> Supplied data

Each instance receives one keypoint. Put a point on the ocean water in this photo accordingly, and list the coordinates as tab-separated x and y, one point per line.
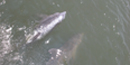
105	24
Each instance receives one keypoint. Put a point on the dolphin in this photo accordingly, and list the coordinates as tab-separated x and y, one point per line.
67	52
45	26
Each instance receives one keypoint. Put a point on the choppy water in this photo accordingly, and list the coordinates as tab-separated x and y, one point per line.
105	24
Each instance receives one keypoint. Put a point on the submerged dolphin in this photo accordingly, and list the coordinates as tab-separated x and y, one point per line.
64	54
45	26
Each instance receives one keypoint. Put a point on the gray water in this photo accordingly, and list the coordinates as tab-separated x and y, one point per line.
105	24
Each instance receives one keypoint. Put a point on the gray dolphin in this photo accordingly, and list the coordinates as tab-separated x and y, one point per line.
64	54
45	26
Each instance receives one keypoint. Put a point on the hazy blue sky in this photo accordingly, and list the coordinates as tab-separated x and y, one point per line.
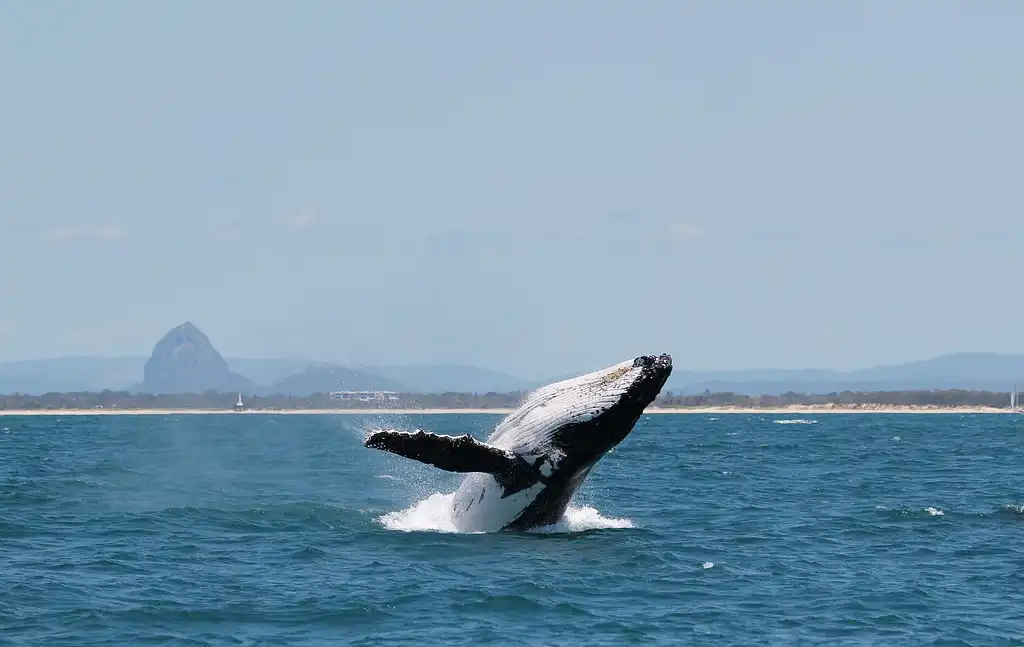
536	186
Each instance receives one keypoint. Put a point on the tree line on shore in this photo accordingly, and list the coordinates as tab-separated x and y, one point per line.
214	400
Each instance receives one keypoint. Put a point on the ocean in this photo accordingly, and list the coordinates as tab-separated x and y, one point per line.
729	529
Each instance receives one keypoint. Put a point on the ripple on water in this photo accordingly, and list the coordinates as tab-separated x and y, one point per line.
213	529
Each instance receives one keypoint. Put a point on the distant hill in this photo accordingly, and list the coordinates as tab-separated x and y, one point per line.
968	371
185	361
70	374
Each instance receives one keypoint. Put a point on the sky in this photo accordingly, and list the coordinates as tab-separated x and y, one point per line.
534	187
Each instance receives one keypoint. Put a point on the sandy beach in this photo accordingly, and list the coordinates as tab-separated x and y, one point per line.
713	411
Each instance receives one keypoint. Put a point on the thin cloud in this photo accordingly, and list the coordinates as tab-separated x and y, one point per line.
685	231
104	232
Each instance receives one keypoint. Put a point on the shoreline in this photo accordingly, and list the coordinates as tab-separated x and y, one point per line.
793	408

> Exercise
Arrange every line of the data above as a Markdown table with two columns, Row for the line's number and Line for its text, skipping blank lines. Leave the pictures out.

> Result of the task
| Row | Line |
|---|---|
| 1 | Each instance receives one keypoint. Put a point on the ocean water in this photo accordingly, and list the coordinates as tab-separated x and y, one point per line. |
| 2 | 105	24 |
| 3 | Each instance receives one keypoint. Put a point on the dolphin in this photo accordingly, and list the coordinates as tab-separated x and y, one point per line. |
| 4 | 67	52 |
| 5 | 45	26 |
| 6 | Each instance receives one keypoint. Put a point on the choppy water in this photo accordingly, and list the coordinates as tab-separated x and y, one point per line. |
| 7 | 105	24 |
| 8 | Each instance receives one keypoint. Put a point on the submerged dolphin in this photo accordingly, and list the coordinates as tab-separated x and y, one point per line. |
| 9 | 64	54 |
| 10 | 45	26 |
| 11 | Each instance receives one keypoint. Put a point on the gray water in this photo accordingly, and list the coordinates as tab-separated x and y, one point per line. |
| 12 | 105	24 |
| 13 | Each instance receives one keypoint. Put a point on the gray dolphin in this photo accordingly, and list the coordinates as tab-separated x and y, one point per line. |
| 14 | 64	54 |
| 15 | 45	26 |
| 16 | Each instance receives one keypoint. Put a point on the hazy blue sky in this photo accordingly, and list the coordinates as tab-separated x and y, one point per line. |
| 17 | 536	186 |
| 18 | Each instance receives one keypoint. Put a point on the tree line on shore in this photo accordingly, and list the coordinates as tab-separated x and y, one point per line. |
| 19 | 214	400 |
| 20 | Each instance receives one keypoint. Put a point on the ocean in this photo accordingly, and list the coordinates as tab-separated x and y, one point per line. |
| 21 | 729	529 |
| 22 | Each instance receives one keypoint. Put a point on the ripple on water in this photo accordingly, and list the coordinates as tab-separated x and y, one point per line. |
| 23 | 213	529 |
| 24 | Each instance receives one keypoint. Put a point on the distant hill in this photo accordingly, and list the coordinates as tab-separated x and y, one point per line. |
| 25 | 968	371 |
| 26 | 185	361 |
| 27 | 70	374 |
| 28 | Each instance receives one keypoint. Put a point on the sky in this photo accordingly, and list the coordinates as tab-separated x and y, one point per line. |
| 29 | 534	187 |
| 30 | Each instance receives one keypoint. Put a point on the sandy beach in this photo accordingly, and list the coordinates as tab-separated x and y, one point per line. |
| 31 | 713	411 |
| 32 | Each instance receives one keypoint. Put a point on the thin cloud in this photo accordingly, and list the coordinates as tab-separated x and y, one point per line. |
| 33 | 685	231 |
| 34 | 104	232 |
| 35 | Each instance receives one keypoint. Put a point on the shoreline in this photo accordingly, and list the coordinates as tab-separated x and y, one point per line. |
| 36 | 793	408 |